Short problem: Reproduce the IPv4 exhaustion discussion below word for word, from its first line through its final comment.

An anonymous reader writes "Ars Technica is reporting on how the unallocated IPv4 address pool could run out as soon as 2010. The IPv4 Address Report gives details on just how fast the available pool of IPv4 addresses is diminishing. Will ISPs be moving towards IPv6 any time soon? Or will IPv4 exhaustion become the next Y2K?"

5 of 419 comments (clear)

  1. Reshuffle existing IPv4 space by McDutchie · · Score: 5, Interesting

    They could delay the inevitable by reallocating existing IPv4 space more efficiently. Many old/historical allocations are inefficient. Apple Computer, for example, has all of the 17.x.x.x space, comprising 256^3 = more than 16 million addresses, which is just plain absurd in this day and age.

    1. Re:Reshuffle existing IPv4 space by RzUpAnmsCwrds · · Score: 5, Interesting

      They could delay the inevitable by reallocating existing IPv4 space more efficiently. Many old/historical allocations are inefficient. Apple Computer, for example, has all of the 17.x.x.x space, comprising 256^3 = more than 16 million addresses, which is just plain absurd in this day and age.

Extracted information:

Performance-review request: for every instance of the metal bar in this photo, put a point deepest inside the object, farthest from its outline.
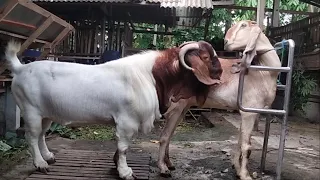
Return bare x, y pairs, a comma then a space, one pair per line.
254, 110
275, 13
260, 12
267, 68
265, 143
281, 87
286, 108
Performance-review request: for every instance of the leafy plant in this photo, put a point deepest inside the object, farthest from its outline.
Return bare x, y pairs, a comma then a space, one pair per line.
95, 132
302, 87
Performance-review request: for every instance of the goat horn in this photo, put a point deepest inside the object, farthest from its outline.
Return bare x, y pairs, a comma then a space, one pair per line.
183, 52
185, 43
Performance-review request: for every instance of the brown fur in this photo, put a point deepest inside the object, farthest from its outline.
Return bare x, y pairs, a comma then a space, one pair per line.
173, 80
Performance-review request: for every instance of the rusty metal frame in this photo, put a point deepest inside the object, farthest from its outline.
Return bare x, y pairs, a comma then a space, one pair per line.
50, 18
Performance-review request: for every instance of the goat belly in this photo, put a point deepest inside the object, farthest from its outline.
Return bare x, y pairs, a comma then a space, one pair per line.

Task solution:
An anonymous reader writes "Ars Technica is reporting on how the unallocated IPv4 address pool could run out as soon as 2010. The IPv4 Address Report gives details on just how fast the available pool of IPv4 addresses is diminishing. Will ISPs be moving towards IPv6 any time soon? Or will IPv4 exhaustion become the next Y2K?"

5 of 419 comments (clear)

  1. Reshuffle existing IPv4 space by McDutchie · · Score: 5, Interesting

    They could delay the inevitable by reallocating existing IPv4 space more efficiently. Many old/historical allocations are inefficient. Apple Computer, for example, has all of the 17.x.x.x space, comprising 256^3 = more than 16 million addresses, which is just plain absurd in this day and age.

    1. Re:Reshuffle existing IPv4 space by RzUpAnmsCwrds · · Score: 5, Interesting

      They could delay the inevitable by reallocating existing IPv4 space more efficiently. Many old/historical allocations are inefficient. Apple Computer, for example, has all of the 17.x.x.x space, comprising 256^3 = more than 16 million addresses, which is just plain absurd in this day and age.